**Material supplied:**
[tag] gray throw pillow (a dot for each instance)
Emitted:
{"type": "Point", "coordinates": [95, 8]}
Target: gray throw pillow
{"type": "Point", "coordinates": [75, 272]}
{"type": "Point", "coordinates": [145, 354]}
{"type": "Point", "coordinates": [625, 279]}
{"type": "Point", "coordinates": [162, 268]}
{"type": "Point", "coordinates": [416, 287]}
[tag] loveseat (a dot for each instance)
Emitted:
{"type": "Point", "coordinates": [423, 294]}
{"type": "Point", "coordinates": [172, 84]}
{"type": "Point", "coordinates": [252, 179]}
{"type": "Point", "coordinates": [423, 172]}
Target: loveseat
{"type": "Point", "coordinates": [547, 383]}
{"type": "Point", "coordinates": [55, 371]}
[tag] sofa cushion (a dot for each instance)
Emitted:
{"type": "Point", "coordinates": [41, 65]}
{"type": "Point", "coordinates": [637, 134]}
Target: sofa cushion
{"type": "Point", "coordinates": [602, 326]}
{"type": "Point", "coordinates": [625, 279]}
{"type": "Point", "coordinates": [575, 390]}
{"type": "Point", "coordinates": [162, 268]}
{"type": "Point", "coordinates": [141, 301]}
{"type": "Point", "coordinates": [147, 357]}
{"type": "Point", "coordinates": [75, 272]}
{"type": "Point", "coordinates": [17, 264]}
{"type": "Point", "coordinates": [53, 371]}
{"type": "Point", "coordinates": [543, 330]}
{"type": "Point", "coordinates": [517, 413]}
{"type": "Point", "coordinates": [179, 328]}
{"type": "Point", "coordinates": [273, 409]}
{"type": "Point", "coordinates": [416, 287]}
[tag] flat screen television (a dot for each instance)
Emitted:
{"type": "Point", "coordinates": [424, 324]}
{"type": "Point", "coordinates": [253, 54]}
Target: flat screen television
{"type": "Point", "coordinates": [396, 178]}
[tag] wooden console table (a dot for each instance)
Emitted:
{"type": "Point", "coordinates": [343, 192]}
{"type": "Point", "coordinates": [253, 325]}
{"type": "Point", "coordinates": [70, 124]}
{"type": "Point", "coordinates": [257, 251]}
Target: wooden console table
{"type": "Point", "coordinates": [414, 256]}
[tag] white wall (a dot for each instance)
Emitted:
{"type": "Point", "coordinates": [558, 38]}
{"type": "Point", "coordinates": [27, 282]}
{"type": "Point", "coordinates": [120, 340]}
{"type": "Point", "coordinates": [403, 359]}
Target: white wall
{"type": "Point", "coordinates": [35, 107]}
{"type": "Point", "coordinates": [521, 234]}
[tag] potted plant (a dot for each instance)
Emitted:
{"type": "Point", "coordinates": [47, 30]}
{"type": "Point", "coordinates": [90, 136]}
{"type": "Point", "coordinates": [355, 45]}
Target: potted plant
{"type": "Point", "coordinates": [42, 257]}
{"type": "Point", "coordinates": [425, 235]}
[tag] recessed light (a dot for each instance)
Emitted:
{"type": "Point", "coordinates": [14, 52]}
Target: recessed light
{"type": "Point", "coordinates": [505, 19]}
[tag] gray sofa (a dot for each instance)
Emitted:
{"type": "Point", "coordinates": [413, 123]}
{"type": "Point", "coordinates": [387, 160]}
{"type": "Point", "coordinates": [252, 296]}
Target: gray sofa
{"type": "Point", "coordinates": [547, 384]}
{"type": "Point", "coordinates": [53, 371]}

**Task objective:**
Everything from the line with "[tag] wooden console" to the end of the listing above needs to be duplicated exactly, both end lines included, with nothing more.

**Solution below:**
[tag] wooden console table (a dot for each instance)
Emitted:
{"type": "Point", "coordinates": [343, 192]}
{"type": "Point", "coordinates": [253, 325]}
{"type": "Point", "coordinates": [70, 124]}
{"type": "Point", "coordinates": [257, 251]}
Target: wooden console table
{"type": "Point", "coordinates": [414, 256]}
[tag] white wall (a dot for each instance)
Emitted:
{"type": "Point", "coordinates": [558, 38]}
{"type": "Point", "coordinates": [27, 282]}
{"type": "Point", "coordinates": [120, 340]}
{"type": "Point", "coordinates": [403, 359]}
Target: white wall
{"type": "Point", "coordinates": [35, 107]}
{"type": "Point", "coordinates": [521, 234]}
[tag] potted plant (a dot for each instance)
Emitted:
{"type": "Point", "coordinates": [47, 30]}
{"type": "Point", "coordinates": [90, 136]}
{"type": "Point", "coordinates": [355, 45]}
Target: potted plant
{"type": "Point", "coordinates": [42, 257]}
{"type": "Point", "coordinates": [425, 235]}
[tag] recessed light (a dot for each instance)
Emitted:
{"type": "Point", "coordinates": [14, 52]}
Target: recessed light
{"type": "Point", "coordinates": [505, 19]}
[tag] gray sofa (a dot for each instance)
Emitted:
{"type": "Point", "coordinates": [413, 123]}
{"type": "Point", "coordinates": [387, 160]}
{"type": "Point", "coordinates": [252, 296]}
Target: gray sofa
{"type": "Point", "coordinates": [547, 384]}
{"type": "Point", "coordinates": [53, 371]}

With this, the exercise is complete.